● **Task instructions**:
In the entries below, find the line containing "Put one marker on each instance of the wet", then copy it and every later line exactly, ending with the last line.

● **Natural language region descriptions**:
───

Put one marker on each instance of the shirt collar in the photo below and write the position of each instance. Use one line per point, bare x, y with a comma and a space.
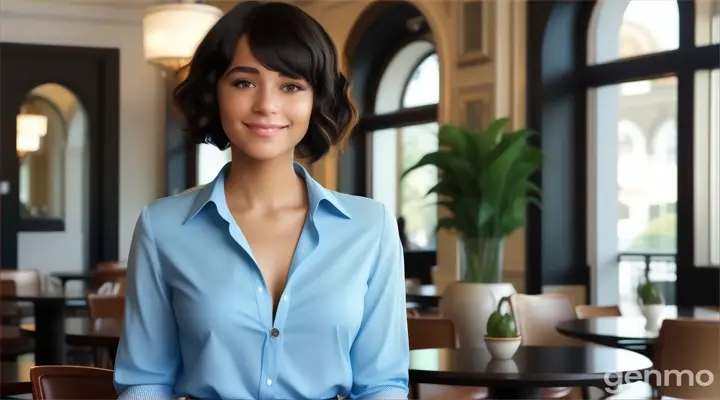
214, 192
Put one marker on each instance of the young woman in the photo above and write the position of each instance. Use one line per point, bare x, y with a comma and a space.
263, 284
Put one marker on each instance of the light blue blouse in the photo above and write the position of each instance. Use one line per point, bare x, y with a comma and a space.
198, 315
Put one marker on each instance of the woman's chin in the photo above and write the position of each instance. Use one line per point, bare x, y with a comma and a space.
265, 153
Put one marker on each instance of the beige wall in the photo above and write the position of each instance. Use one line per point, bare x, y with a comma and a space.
501, 77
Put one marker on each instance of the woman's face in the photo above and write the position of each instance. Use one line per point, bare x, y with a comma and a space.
263, 113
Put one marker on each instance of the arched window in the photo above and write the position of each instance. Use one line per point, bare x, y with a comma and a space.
210, 161
650, 61
396, 77
411, 79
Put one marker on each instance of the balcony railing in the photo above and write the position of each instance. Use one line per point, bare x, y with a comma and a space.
632, 272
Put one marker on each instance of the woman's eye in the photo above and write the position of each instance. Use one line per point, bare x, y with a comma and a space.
242, 83
292, 88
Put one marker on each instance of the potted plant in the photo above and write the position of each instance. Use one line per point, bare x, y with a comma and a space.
502, 339
484, 182
651, 300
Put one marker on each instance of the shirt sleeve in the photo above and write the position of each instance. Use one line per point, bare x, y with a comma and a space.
147, 359
380, 354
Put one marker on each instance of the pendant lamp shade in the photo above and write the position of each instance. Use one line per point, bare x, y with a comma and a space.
172, 32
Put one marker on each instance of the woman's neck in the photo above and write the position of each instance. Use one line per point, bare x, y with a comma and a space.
263, 186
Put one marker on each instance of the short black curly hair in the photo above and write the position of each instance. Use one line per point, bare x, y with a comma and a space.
284, 39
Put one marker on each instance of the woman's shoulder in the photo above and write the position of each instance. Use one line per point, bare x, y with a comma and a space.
363, 207
172, 209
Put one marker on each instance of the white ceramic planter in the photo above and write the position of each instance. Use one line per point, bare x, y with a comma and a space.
502, 348
469, 306
653, 314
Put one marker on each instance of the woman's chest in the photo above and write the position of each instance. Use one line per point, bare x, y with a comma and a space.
227, 295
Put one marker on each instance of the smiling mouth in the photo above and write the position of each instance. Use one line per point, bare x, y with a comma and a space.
265, 130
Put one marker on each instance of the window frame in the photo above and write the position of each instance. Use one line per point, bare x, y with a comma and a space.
557, 80
683, 63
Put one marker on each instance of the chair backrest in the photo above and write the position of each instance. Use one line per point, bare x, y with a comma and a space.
537, 317
55, 382
27, 281
107, 276
588, 311
690, 347
431, 333
106, 306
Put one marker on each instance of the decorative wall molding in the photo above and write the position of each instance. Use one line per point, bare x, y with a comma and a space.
476, 106
474, 31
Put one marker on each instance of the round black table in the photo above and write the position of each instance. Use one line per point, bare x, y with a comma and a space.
49, 314
626, 332
531, 369
422, 297
610, 331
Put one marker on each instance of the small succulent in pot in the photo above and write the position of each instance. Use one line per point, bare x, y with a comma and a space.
502, 339
649, 292
501, 325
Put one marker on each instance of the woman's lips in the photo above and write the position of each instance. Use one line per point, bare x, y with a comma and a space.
265, 130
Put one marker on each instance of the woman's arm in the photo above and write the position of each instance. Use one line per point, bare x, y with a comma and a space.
148, 356
380, 354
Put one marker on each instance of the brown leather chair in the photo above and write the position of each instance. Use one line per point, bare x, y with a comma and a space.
58, 382
438, 333
688, 345
588, 311
106, 306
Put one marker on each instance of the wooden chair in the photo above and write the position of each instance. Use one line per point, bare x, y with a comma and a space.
105, 307
435, 333
589, 311
688, 345
55, 382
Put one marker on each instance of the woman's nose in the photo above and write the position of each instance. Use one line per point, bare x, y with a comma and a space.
266, 101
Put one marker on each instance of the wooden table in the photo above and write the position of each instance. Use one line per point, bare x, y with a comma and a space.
49, 314
79, 331
531, 369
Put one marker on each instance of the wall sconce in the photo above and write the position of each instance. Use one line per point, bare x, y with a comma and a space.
172, 32
30, 128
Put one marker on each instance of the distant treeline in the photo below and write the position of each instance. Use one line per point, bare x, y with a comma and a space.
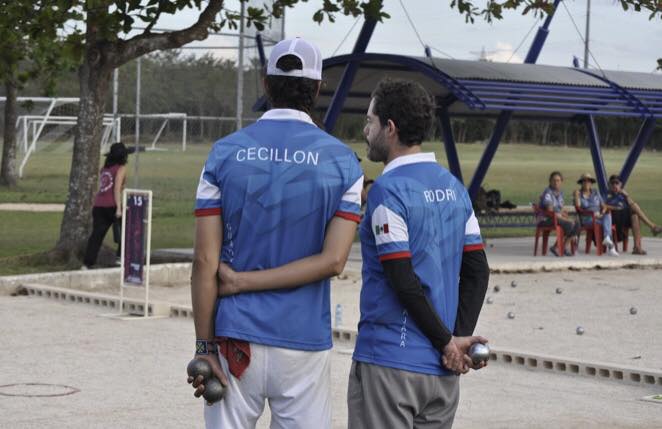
173, 81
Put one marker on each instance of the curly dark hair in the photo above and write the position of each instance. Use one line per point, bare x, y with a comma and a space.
555, 173
408, 105
298, 93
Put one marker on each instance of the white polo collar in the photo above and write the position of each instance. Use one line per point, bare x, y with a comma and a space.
286, 115
410, 159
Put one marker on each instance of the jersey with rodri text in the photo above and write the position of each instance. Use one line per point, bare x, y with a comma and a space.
416, 210
276, 185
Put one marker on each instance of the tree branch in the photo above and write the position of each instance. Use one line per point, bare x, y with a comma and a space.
127, 50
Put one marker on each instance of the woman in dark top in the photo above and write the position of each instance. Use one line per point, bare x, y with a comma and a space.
626, 213
589, 200
107, 210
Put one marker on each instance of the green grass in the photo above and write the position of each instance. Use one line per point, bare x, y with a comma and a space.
519, 171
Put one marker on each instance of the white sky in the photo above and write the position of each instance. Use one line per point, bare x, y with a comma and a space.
619, 40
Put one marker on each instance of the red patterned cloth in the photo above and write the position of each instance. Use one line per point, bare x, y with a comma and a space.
237, 353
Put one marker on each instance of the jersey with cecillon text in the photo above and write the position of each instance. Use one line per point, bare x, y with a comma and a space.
277, 184
419, 210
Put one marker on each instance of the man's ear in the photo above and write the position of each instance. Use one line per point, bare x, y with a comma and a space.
391, 129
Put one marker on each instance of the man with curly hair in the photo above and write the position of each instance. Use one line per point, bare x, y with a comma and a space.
425, 274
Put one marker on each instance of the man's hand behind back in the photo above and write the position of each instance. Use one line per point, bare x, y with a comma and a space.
217, 372
456, 354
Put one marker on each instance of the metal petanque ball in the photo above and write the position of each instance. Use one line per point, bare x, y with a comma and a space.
214, 390
478, 353
199, 367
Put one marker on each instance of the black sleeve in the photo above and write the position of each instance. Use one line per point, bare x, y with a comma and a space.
407, 286
474, 277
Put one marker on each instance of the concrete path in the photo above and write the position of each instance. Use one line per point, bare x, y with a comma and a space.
516, 255
31, 207
132, 374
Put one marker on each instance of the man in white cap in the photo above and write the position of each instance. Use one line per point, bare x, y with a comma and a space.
278, 191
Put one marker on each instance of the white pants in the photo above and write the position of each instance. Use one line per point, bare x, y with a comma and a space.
296, 383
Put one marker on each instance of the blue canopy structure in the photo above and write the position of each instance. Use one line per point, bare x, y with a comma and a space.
498, 90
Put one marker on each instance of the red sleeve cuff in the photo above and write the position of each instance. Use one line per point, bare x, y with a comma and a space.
214, 211
349, 216
474, 247
396, 255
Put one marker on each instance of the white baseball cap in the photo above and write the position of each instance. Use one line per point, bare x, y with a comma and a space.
309, 54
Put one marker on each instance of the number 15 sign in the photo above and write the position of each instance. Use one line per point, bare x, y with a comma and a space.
136, 240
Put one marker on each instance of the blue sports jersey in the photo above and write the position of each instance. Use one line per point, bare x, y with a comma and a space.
617, 200
416, 209
277, 184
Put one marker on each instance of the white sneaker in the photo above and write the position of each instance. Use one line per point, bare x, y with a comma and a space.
607, 242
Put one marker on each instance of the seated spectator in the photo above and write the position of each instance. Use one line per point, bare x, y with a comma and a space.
626, 213
552, 200
588, 199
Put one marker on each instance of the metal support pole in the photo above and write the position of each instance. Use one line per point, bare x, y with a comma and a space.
504, 116
643, 137
587, 35
449, 144
136, 181
115, 98
184, 129
240, 69
488, 155
596, 155
348, 76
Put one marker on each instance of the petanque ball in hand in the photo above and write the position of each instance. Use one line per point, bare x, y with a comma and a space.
214, 390
199, 367
478, 353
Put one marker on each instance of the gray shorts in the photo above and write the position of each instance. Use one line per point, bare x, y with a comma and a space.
382, 397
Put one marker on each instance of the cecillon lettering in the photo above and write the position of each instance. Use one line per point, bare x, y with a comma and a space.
439, 195
277, 155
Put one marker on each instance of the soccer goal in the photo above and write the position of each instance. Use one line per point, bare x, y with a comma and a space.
47, 122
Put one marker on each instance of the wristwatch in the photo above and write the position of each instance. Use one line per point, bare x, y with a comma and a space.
205, 347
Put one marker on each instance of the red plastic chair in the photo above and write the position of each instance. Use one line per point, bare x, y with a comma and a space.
614, 236
545, 230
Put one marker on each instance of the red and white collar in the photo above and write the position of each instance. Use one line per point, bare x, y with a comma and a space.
287, 115
410, 159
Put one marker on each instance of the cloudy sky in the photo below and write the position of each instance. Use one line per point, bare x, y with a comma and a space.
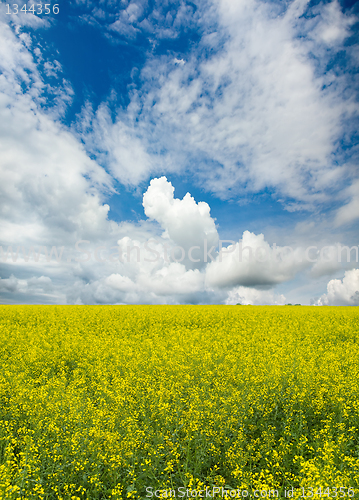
173, 151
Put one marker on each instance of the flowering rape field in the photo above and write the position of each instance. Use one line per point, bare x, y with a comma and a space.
102, 402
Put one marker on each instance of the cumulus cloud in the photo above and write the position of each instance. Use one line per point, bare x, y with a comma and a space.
343, 292
251, 296
350, 211
187, 223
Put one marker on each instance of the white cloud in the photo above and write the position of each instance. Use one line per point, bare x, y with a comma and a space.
253, 262
185, 222
251, 296
252, 108
349, 212
343, 292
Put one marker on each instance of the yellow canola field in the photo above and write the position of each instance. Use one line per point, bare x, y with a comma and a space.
102, 402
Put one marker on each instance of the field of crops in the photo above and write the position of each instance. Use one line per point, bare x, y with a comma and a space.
102, 402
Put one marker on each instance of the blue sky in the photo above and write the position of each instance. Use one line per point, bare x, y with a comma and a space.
188, 123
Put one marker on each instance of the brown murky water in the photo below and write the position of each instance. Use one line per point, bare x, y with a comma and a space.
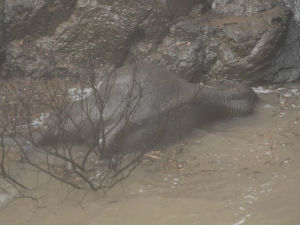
240, 171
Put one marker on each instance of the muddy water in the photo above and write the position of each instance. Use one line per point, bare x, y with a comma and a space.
239, 171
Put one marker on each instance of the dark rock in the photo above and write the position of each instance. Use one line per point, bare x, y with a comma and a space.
286, 65
36, 18
243, 7
232, 47
99, 29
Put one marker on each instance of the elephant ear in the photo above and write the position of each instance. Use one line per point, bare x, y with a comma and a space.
229, 98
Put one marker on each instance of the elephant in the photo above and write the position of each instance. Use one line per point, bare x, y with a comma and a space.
142, 106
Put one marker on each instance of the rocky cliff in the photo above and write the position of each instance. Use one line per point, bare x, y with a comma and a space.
247, 40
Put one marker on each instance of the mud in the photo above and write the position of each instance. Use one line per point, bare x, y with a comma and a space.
237, 171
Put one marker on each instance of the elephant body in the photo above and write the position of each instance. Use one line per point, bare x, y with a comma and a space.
142, 106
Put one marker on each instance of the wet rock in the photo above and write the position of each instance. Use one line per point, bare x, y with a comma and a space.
2, 34
243, 7
286, 65
200, 47
35, 18
98, 29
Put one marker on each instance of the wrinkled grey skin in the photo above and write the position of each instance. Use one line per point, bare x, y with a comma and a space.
164, 109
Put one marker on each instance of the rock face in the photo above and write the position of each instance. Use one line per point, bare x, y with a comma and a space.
246, 40
159, 108
230, 47
286, 65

───

● **Solution for this task**:
Put one marker on each instance of the wet rock in the photo above and write the position of each instance. Use one line per point, bare x, y with a comma and a space.
2, 34
243, 7
286, 65
200, 47
35, 18
98, 29
Put one marker on each instance of the wrinkled grey skin in the photo above and write the position of each instance. Use one line per point, bare x, y with a comma and a space.
164, 109
Put one marker on each instance of the rock face in the photo above and write the position of each instance. Use one line per point, bare x, y with a comma and a space.
246, 40
159, 108
230, 47
286, 65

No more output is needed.